Report every line in the listing below that contains the string "field", copying each such line in full.
>> Start EXERCISE INPUT
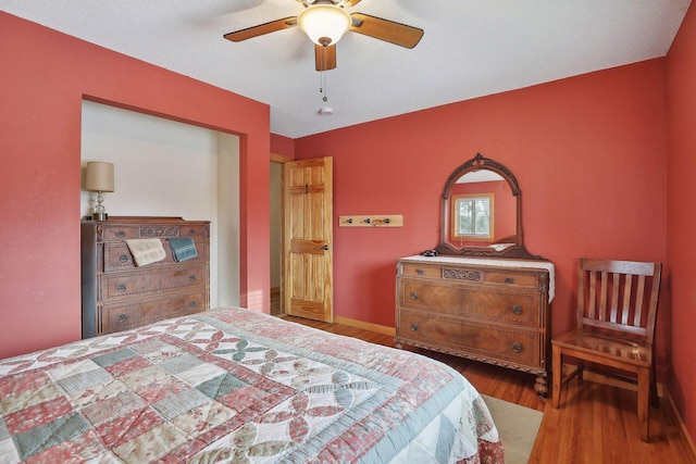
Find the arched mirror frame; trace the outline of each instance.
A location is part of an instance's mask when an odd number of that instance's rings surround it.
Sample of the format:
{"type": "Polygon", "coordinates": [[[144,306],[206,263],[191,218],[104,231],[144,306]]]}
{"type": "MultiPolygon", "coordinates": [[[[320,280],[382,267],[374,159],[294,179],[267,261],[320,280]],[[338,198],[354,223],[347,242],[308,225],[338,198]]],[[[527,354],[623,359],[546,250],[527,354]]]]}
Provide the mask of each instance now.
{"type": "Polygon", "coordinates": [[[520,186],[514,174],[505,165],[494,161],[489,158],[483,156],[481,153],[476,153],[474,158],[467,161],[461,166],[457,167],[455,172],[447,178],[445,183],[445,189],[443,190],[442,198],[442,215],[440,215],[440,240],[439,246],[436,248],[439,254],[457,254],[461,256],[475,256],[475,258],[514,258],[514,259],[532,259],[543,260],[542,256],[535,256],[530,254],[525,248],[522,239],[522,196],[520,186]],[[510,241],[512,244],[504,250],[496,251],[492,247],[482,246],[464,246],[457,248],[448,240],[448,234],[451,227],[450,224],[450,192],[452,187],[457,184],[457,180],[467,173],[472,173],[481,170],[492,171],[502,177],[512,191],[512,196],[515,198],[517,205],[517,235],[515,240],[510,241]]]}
>> End EXERCISE INPUT
>> Start EXERCISE INPUT
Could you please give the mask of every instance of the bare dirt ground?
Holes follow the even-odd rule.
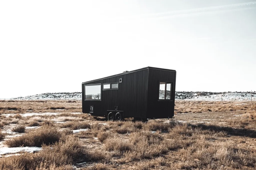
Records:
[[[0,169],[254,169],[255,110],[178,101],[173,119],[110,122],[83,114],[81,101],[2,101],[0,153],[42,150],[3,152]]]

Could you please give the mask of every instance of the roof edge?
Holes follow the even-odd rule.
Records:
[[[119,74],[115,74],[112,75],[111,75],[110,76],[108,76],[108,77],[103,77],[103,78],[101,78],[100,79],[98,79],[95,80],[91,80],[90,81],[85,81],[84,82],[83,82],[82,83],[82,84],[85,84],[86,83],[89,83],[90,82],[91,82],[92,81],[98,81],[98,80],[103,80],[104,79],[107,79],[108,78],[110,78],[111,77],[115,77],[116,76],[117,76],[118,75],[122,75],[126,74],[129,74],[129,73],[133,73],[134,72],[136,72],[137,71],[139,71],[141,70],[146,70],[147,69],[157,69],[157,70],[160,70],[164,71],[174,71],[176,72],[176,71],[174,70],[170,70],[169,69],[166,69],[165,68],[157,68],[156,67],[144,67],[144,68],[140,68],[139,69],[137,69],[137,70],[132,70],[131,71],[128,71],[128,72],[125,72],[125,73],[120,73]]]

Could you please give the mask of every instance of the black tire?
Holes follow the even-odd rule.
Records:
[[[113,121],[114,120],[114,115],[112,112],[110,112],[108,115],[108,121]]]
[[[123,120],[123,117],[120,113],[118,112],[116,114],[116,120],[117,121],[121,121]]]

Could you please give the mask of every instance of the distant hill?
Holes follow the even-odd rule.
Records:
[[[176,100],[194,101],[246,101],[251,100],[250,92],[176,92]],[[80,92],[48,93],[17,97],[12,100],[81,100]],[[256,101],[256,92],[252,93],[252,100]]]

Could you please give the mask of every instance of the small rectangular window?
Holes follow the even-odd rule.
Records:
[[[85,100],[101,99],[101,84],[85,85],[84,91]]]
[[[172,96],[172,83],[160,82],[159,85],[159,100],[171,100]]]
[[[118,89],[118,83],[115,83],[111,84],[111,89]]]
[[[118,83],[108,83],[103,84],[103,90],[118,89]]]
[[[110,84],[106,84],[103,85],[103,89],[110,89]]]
>> End EXERCISE INPUT
>> Start EXERCISE INPUT
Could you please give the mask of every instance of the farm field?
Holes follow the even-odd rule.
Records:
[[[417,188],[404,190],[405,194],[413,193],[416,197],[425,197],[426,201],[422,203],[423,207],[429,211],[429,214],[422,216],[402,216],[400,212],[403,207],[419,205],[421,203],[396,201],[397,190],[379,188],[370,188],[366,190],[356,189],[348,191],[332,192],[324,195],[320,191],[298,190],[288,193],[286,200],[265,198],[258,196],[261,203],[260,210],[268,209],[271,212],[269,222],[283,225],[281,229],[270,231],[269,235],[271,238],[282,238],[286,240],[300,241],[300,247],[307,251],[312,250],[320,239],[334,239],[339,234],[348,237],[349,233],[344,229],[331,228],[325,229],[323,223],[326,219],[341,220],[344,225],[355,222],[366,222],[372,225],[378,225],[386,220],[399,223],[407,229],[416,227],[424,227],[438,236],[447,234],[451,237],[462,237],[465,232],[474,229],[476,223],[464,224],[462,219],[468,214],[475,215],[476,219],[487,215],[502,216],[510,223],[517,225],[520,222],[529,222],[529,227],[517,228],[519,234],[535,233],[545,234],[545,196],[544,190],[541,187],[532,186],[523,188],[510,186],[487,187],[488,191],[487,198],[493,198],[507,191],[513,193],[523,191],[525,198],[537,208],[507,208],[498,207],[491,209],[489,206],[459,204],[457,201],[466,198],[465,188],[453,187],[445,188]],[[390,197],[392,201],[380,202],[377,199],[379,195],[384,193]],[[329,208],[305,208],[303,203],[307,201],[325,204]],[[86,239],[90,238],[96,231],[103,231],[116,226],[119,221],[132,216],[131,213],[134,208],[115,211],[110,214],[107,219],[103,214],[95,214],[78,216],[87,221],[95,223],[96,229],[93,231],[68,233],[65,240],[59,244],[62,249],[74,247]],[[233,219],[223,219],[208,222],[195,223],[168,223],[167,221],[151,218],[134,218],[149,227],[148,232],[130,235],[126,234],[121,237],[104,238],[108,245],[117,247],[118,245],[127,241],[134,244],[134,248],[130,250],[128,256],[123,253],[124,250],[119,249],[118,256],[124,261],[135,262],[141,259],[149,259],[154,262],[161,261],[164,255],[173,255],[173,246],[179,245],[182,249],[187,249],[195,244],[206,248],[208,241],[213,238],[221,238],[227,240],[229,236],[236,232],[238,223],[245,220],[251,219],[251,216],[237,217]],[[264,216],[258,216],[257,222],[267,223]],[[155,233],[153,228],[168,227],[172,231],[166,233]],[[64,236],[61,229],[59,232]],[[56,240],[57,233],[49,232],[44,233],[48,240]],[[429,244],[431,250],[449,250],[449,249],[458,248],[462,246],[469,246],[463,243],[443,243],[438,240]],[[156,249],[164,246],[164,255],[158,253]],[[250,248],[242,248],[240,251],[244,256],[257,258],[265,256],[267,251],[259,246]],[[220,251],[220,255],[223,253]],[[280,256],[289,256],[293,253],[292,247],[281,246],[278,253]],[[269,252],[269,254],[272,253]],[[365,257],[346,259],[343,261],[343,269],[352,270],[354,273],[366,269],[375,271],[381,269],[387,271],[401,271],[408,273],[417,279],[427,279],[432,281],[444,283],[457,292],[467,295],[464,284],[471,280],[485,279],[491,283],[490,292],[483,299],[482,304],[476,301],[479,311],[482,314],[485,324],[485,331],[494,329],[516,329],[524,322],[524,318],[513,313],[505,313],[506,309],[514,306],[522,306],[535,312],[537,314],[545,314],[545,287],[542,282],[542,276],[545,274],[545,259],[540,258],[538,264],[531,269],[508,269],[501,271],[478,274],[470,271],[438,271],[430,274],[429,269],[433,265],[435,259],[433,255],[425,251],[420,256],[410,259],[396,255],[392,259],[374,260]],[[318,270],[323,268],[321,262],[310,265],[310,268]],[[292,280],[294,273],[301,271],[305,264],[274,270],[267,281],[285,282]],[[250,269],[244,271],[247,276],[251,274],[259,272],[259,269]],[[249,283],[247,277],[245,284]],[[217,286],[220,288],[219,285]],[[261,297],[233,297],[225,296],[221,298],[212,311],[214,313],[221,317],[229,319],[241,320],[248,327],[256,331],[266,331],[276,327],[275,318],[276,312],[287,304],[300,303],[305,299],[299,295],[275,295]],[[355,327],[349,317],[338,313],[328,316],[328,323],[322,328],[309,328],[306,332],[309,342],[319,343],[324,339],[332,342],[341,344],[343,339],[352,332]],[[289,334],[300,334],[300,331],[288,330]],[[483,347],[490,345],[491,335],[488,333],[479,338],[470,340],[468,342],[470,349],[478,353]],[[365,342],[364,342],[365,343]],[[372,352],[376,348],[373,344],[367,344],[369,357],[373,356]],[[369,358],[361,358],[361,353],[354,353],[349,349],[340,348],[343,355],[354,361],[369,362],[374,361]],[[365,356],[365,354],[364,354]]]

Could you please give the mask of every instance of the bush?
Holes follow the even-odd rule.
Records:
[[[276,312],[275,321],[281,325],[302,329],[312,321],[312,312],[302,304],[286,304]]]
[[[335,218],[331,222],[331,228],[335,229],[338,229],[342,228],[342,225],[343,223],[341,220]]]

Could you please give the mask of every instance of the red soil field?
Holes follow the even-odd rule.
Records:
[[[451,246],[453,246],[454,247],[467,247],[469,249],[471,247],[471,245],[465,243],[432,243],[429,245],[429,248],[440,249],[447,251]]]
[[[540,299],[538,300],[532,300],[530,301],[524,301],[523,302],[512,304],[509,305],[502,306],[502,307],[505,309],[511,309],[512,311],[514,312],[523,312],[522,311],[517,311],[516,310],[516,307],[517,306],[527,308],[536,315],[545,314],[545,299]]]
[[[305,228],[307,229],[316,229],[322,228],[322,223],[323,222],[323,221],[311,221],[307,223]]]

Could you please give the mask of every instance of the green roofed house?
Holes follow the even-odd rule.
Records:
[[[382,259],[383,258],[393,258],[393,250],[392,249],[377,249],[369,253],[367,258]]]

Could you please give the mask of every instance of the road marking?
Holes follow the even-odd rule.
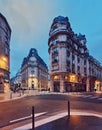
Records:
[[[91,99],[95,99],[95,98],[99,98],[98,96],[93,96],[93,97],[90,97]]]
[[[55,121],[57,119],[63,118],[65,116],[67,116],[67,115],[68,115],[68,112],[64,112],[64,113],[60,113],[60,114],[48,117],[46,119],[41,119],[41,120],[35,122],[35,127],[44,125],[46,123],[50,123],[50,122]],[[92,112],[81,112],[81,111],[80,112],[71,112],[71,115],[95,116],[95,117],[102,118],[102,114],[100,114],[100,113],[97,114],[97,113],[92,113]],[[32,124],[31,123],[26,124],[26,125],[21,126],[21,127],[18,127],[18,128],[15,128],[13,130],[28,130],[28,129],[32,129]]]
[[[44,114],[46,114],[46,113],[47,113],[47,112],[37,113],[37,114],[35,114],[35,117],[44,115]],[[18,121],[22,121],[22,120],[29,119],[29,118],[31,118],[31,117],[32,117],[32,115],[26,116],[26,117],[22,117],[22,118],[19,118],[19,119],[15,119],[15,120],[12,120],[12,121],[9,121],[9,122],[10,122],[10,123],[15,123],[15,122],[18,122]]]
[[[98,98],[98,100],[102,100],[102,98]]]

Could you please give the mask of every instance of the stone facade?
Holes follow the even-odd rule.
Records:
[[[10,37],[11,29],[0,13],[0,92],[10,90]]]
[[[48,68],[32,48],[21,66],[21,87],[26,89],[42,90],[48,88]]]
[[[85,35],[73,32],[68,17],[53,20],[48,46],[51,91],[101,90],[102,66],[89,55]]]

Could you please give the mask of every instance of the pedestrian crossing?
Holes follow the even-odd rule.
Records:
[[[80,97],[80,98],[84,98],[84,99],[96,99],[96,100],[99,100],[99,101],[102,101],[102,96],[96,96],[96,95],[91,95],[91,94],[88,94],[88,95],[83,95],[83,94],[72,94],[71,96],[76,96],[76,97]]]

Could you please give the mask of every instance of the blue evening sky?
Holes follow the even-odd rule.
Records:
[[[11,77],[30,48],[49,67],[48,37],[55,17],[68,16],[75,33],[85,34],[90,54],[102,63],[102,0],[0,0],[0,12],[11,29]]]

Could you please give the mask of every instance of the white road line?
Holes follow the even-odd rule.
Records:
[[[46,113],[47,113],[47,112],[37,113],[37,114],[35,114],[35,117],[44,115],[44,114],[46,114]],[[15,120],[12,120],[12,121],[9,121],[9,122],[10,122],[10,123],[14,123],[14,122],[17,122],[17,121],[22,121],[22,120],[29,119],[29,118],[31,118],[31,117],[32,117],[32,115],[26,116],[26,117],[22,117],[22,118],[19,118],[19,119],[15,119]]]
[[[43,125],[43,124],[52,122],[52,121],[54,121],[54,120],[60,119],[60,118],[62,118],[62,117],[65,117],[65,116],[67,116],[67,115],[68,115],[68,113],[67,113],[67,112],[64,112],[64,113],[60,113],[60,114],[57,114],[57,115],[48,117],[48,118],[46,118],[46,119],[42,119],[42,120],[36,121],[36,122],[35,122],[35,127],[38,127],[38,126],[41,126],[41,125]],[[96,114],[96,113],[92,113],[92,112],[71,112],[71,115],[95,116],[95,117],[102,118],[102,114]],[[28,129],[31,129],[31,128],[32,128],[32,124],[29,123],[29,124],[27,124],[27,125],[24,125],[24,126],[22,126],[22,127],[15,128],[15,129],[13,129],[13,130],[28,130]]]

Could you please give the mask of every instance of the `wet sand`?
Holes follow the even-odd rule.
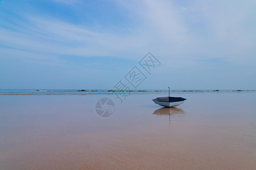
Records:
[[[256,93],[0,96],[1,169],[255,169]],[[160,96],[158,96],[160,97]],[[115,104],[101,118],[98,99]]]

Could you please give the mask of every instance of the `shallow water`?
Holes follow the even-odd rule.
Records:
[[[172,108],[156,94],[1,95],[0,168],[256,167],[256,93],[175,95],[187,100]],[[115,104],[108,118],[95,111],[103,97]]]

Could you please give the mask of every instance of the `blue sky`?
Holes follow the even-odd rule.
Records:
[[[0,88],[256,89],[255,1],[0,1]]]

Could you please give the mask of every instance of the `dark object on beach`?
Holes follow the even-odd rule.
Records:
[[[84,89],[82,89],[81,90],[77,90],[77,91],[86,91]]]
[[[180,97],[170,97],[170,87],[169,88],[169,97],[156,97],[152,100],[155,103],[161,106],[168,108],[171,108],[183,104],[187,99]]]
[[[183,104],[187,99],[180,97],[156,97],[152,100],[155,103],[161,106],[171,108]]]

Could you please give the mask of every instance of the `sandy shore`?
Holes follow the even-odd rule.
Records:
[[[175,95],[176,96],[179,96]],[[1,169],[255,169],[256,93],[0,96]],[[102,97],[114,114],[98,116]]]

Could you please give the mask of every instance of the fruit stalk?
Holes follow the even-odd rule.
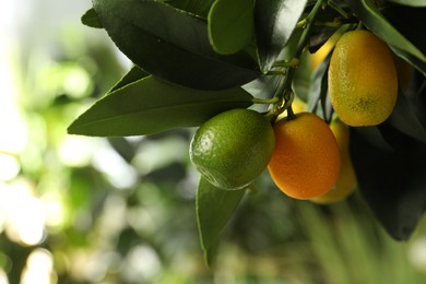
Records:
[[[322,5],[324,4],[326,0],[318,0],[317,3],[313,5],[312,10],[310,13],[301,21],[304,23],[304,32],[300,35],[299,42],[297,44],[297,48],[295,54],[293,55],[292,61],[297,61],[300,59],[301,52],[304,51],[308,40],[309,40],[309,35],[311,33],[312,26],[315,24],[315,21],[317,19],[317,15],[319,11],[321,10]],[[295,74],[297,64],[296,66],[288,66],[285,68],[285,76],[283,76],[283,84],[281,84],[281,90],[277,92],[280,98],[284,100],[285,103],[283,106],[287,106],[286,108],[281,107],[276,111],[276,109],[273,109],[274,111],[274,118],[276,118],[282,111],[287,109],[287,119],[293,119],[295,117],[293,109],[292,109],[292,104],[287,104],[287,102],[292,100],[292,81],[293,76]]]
>> End EXERCISE INPUT
◆ TASK OUTPUT:
Could you please give the mask of every instance of the farm field?
Could you please give the mask of every instance of the red soil field?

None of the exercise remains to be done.